+++ Цитируемый отрывок
Странные фигуры проплывали мимо моей двери, ведущей в узкий коридор, я не верил, что они реальны. Я буквально думал, что сплю.
Не думаю, что у меня были посетители, кажется, мне даже не приносили еду – по крайней мере, я ничего подобного не помню.
Но вечером я был уже за пределами своей палаты – с Дейкином в «дневной комнате». На его лице было что-то вроде торжествующей глупой улыбки, он принес копию журнала «Эсквайр», номер с ужасающей статьей под названием «Сон Теннесси Уильямса» – и первыми его словами, наряду с ухмылкой и сердечным рукопожатием, был убийственный вопрос: «Ты знаешь, что у тебя была остановка сердца? И несколько конвульсий?»
Потом он оставил мне журнал и, ухмыляясь, удалился, а я начал отчаянные попытки стать собой – в отделении для буйных.
Каким образом я там «буйствовал»?
Я как на службу ходил на их обеды и ужины, а все остальное время лежал, свернувшись, как беззащитное животное, в уголке, пока тянулась страшная видимость дней и ночей, шло непрерывное представление ужасов – внутри моего черепа и снаружи.
Мне было суждено выжить.
Короткие моменты «выживания».
Громадная санитарка с крупной германской светловолосой головой и застывшей гримасой торжествующей власти ходит и ходит вокруг, руки разведены, как у борца, готовящегося схватить соперника – вылитая мисс Ротшильд, и позвольте вам сказать: я при ней рта не открыл!
Кстати о ртах. В палате лежал фантастически явный педераст среднего возраста, он все время разгуливал взад и вперед – прекрасная пара мисс Ротшильд! – и, прогуливаясь, непрерывно поправлял порхающими пальчиками свои седые волосы, и однажды горячий ирландец-мужлан вскочил и кулаком врезал ему по зубам – это был самый страшный удар, какой я видел в жизни. Все передние зубы бедного педераста были выбиты, как будто его ударили кузнечным молотом. Несколько дней его лицо напоминало задницу бабуина, рот разнесло до самого носа, а внутренность его напоминала кровавое месиво. Но это ни в коей мере не отразилось на его заботе о своих седых волосах, его пальцы продолжали порхать по тщательно уложенным локонам.
А потом – Господи, помилуй! – этот ирландец стал двигать свой стул все ближе и ближе ко мне – с тем же выражением на лице, с каким он смотрел на бедного старого нарцисса-педераста!
++++++
+++ Извлечённые строки
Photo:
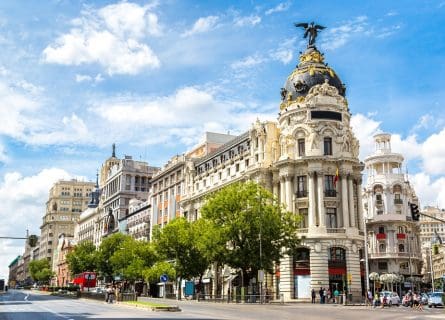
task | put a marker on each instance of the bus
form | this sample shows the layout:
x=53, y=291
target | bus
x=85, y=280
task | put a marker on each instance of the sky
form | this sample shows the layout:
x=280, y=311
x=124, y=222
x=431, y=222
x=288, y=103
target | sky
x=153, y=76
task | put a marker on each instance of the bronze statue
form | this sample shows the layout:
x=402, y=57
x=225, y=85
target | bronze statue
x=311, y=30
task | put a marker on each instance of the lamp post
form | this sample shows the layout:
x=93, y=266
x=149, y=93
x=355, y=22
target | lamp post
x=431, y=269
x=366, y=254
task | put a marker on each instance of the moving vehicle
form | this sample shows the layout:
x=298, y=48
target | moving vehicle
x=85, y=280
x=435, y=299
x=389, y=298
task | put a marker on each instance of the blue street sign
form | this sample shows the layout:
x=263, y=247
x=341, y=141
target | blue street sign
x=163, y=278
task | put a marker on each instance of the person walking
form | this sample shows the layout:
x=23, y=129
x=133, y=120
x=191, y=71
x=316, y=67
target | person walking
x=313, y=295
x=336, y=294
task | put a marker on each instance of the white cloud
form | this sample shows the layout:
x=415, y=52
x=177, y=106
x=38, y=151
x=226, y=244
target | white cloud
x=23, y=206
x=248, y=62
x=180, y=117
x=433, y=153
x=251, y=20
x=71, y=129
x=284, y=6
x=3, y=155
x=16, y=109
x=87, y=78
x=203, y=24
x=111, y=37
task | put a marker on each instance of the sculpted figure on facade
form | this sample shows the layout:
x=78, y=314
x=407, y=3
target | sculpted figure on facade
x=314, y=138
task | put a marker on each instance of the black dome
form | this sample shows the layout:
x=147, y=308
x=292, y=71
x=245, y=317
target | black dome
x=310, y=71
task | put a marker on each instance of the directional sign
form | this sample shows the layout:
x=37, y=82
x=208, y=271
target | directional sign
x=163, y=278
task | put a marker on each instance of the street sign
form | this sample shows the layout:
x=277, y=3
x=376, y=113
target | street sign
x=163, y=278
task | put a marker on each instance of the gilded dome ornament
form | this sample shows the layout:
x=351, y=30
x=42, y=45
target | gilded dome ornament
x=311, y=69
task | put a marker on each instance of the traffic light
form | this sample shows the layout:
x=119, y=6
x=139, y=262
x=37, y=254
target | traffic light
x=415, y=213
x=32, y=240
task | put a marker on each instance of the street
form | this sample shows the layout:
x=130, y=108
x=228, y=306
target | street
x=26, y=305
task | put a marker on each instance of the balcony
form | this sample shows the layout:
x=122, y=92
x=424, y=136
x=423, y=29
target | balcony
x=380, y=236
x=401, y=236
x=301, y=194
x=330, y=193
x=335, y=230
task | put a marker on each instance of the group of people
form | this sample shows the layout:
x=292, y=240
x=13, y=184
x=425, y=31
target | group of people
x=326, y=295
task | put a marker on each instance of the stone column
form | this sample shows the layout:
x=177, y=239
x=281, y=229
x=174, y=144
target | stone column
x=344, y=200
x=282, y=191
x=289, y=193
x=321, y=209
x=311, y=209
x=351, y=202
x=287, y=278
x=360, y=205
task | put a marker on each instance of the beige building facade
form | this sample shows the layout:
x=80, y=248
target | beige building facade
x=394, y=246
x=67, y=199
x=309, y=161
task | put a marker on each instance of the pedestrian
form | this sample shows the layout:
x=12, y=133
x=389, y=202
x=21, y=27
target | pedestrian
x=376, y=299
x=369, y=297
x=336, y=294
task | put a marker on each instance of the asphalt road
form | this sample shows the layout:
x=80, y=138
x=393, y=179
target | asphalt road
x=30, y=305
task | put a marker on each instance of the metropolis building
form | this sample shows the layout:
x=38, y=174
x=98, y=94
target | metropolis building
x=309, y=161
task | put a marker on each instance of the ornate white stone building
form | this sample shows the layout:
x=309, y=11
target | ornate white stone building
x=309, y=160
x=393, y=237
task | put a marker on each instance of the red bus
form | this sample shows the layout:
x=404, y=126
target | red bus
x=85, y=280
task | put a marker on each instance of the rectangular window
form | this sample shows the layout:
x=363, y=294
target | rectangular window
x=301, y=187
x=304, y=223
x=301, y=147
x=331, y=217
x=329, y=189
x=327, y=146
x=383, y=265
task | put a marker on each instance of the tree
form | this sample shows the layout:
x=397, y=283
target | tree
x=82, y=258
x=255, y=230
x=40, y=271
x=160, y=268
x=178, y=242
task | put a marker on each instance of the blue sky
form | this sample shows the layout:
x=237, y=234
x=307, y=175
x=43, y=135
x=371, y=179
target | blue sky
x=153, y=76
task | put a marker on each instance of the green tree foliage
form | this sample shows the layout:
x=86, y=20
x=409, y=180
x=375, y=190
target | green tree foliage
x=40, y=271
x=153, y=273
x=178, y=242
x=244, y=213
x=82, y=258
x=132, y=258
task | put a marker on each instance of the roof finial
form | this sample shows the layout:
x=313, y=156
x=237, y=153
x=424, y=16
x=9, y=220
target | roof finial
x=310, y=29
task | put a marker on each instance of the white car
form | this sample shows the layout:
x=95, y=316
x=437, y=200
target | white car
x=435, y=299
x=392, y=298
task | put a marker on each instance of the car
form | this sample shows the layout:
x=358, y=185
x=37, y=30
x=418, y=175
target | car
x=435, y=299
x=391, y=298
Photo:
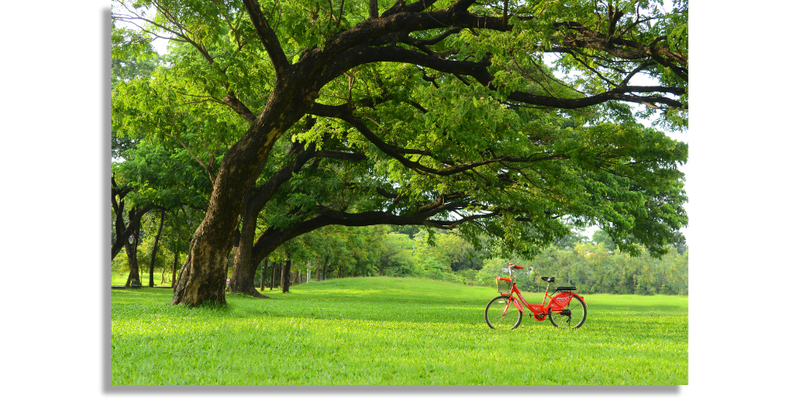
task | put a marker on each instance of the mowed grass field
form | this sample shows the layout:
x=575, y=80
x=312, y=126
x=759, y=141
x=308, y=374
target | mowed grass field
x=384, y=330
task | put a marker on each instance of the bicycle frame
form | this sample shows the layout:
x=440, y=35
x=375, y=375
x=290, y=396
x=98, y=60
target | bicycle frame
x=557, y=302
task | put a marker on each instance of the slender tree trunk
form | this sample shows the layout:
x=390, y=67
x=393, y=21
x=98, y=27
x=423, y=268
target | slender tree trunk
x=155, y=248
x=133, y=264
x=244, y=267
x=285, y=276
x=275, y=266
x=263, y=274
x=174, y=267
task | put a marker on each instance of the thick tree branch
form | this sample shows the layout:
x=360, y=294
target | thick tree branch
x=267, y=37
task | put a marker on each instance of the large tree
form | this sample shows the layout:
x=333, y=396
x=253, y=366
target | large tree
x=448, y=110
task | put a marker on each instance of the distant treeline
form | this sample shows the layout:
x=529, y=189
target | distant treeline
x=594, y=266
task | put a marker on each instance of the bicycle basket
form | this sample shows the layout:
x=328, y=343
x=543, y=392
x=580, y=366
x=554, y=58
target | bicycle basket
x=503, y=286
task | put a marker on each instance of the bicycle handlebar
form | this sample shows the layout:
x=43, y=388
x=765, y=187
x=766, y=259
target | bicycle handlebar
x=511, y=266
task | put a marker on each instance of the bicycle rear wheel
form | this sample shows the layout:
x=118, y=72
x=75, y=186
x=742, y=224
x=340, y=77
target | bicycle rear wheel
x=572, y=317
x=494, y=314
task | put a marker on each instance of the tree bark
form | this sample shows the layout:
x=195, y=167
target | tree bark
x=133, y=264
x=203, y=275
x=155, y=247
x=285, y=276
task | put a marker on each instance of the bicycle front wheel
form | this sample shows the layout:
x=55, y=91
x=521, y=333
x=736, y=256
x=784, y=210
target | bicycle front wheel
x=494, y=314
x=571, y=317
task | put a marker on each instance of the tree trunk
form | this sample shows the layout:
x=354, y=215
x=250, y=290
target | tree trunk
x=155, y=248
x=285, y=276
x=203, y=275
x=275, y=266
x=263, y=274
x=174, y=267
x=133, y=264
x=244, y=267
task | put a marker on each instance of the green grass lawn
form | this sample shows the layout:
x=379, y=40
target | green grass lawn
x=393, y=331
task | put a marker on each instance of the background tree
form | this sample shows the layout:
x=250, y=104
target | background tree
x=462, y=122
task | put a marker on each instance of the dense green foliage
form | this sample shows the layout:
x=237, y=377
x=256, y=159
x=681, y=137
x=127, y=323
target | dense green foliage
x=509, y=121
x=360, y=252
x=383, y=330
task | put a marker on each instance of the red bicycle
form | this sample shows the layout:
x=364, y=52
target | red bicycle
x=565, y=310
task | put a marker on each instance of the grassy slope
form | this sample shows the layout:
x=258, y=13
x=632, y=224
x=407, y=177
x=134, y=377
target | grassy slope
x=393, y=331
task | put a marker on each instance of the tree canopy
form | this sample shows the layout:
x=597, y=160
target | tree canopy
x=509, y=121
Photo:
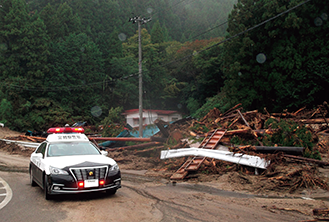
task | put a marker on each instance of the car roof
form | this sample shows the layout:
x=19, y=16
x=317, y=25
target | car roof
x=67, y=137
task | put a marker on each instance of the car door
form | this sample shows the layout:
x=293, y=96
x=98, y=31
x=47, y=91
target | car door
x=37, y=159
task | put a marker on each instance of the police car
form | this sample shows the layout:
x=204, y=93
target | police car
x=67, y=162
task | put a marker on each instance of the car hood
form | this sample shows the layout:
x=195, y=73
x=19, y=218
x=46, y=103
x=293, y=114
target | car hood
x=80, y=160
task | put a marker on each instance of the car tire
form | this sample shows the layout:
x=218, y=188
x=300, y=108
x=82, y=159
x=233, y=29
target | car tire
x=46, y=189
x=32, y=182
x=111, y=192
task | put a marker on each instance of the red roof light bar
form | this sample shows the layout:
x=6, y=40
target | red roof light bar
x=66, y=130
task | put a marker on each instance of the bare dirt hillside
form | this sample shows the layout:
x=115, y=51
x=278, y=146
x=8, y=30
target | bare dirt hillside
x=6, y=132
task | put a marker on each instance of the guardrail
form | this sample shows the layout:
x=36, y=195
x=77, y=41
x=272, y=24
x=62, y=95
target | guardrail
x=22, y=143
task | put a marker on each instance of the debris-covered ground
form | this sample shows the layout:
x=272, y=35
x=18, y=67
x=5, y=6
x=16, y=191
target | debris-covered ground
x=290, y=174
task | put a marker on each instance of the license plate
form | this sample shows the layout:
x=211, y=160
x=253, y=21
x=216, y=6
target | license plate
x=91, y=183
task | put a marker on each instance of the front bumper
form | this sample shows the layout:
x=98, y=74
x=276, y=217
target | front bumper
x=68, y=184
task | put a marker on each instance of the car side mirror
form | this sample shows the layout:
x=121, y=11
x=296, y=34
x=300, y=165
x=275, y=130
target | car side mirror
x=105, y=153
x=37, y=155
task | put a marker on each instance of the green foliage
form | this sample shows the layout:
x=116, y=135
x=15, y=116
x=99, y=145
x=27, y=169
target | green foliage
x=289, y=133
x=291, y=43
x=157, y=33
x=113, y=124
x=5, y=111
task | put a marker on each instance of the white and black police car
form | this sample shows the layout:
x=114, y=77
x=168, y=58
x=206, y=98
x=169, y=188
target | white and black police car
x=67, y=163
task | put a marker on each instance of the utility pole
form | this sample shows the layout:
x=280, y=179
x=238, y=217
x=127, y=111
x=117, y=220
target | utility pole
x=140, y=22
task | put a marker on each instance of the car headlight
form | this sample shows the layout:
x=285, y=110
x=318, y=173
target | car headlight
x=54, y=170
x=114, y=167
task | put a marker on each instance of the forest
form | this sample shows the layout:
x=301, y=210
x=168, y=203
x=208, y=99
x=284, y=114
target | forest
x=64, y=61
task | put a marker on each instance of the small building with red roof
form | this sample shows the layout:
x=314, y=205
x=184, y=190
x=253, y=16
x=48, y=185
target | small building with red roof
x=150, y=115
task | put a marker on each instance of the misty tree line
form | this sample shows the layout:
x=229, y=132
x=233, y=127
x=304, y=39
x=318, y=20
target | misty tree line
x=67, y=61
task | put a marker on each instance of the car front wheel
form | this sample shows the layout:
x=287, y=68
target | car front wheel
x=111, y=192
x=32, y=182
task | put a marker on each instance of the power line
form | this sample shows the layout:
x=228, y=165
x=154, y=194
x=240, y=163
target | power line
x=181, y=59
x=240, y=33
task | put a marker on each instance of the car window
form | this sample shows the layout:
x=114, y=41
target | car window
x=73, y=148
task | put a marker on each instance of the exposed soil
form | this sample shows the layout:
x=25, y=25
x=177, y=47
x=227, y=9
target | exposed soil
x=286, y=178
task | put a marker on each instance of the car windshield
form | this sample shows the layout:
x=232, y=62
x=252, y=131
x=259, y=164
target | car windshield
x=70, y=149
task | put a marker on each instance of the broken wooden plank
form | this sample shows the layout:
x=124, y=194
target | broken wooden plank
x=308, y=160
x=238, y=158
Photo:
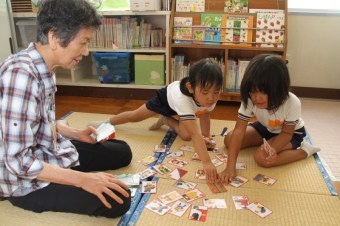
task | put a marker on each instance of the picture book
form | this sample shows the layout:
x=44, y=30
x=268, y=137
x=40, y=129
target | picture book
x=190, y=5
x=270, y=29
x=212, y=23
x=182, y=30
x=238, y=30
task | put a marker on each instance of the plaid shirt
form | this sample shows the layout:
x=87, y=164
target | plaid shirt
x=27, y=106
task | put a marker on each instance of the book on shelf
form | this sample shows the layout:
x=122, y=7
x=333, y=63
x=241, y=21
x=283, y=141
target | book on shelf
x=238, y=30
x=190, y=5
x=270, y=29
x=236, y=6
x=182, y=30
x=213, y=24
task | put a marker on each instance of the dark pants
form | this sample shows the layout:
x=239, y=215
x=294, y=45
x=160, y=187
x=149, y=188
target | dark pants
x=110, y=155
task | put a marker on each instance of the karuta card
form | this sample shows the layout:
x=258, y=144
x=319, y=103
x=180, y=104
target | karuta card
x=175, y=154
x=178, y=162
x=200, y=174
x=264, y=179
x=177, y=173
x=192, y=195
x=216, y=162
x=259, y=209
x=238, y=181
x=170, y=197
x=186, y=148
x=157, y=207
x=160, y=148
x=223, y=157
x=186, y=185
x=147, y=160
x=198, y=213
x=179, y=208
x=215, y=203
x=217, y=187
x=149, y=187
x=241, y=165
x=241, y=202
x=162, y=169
++++++
- Задание
Пожалуйста, процитируйте из отрывка о больничной палате часть, которая открывается словами с «Мне было суждено» и завершается словами «рта не открыл!». Строки взяты из другого источника.

- Ответ
Мне было суждено выжить.
Короткие моменты «выживания».
Громадная санитарка с крупной германской светловолосой головой и застывшей гримасой торжествующей власти ходит и ходит вокруг, руки разведены, как у борца, готовящегося схватить соперника – вылитая мисс Ротшильд, и позвольте вам сказать: я при ней рта не открыл!